[A run of records]

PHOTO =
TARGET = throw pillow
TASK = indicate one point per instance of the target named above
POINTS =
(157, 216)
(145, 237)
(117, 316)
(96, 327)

_WHAT IS REQUIRED:_ Reproduce the lines above, changing "throw pillow" to "cushion" throughout and leaving everything else as it stands.

_COMPLETE OUTPUT:_
PHOTO =
TARGET = cushion
TASK = indicate one point per instance of the target named above
POINTS =
(157, 216)
(145, 237)
(117, 316)
(96, 327)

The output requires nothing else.